[Source records]

■ ■ ■

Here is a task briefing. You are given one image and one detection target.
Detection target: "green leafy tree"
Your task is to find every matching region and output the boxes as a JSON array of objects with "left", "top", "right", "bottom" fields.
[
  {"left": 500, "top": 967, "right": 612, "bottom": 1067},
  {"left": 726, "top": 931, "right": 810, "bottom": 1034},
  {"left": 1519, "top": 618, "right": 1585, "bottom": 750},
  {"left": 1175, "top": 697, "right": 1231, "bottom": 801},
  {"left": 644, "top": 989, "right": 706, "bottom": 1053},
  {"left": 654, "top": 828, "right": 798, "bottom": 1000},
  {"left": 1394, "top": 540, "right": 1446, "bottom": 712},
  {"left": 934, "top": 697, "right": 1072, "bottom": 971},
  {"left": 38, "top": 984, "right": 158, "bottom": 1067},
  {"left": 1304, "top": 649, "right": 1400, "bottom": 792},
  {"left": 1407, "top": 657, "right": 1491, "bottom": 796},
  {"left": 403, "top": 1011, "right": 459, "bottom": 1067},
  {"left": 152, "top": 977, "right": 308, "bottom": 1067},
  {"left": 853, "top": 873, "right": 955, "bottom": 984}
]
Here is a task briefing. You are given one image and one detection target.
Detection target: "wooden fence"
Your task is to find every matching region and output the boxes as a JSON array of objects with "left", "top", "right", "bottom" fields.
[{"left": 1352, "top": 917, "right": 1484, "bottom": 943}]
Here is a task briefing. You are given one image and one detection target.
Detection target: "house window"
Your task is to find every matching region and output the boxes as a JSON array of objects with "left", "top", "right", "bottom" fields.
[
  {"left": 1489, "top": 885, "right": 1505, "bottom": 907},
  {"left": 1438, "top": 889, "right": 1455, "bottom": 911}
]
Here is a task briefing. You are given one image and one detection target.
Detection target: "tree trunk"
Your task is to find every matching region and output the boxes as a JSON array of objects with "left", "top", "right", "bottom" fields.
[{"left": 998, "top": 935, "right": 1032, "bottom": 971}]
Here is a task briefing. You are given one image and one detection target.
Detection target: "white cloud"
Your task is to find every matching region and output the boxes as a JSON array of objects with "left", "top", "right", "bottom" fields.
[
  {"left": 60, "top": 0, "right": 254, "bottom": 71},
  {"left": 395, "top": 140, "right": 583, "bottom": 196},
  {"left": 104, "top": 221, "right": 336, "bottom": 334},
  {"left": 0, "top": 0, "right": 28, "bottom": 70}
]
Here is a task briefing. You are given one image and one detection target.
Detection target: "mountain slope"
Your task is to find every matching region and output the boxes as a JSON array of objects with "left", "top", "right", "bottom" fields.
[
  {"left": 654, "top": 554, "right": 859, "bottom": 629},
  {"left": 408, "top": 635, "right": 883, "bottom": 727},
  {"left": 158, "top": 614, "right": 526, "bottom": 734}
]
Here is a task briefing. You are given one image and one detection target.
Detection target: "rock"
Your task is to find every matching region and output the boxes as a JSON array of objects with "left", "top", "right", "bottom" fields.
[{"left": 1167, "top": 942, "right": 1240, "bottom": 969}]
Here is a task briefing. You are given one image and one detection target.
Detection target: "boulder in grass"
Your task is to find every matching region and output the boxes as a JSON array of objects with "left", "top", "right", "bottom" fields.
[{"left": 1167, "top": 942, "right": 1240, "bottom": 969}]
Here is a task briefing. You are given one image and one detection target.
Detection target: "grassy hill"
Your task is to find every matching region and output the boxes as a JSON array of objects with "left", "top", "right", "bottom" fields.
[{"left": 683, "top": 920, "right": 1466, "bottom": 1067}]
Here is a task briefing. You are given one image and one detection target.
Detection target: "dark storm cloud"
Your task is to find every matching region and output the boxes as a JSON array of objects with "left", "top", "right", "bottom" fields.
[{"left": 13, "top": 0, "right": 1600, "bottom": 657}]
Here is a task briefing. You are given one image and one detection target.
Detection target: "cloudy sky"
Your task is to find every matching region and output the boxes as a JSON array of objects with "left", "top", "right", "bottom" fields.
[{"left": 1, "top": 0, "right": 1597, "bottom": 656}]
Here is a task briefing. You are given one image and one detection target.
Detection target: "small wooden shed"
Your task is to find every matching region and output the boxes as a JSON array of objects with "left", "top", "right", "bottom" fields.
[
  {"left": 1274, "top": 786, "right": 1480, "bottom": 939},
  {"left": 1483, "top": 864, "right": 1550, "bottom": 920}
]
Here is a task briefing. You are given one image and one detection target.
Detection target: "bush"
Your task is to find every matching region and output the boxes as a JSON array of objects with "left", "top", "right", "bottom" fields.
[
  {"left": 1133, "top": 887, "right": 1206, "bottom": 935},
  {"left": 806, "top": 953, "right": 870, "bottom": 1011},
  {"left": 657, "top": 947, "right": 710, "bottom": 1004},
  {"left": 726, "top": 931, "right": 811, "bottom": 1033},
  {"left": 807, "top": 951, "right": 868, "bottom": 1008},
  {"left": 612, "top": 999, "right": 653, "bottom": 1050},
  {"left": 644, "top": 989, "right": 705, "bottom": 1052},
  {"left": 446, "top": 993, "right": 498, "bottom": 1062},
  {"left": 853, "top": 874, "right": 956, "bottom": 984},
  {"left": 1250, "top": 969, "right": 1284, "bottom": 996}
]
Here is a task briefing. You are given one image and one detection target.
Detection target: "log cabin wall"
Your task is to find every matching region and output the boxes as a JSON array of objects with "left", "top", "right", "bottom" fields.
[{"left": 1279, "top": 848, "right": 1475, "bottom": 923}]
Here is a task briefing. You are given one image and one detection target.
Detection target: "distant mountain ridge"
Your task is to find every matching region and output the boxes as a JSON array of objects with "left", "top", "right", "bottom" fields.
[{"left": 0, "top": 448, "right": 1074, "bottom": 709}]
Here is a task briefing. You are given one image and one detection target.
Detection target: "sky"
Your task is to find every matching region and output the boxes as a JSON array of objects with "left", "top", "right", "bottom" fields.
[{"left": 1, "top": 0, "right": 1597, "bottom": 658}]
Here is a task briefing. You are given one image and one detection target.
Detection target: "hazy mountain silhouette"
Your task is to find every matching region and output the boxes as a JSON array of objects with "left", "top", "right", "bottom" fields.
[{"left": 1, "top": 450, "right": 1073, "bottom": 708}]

■ ■ ■

= What to produce =
Which lines of the records above contain the word "mountain"? Copy each of them.

= Expected output =
Detection target: "mountain slope"
Detection target: "distant mountain ridge"
Detection target: "hazy mountain silhouette"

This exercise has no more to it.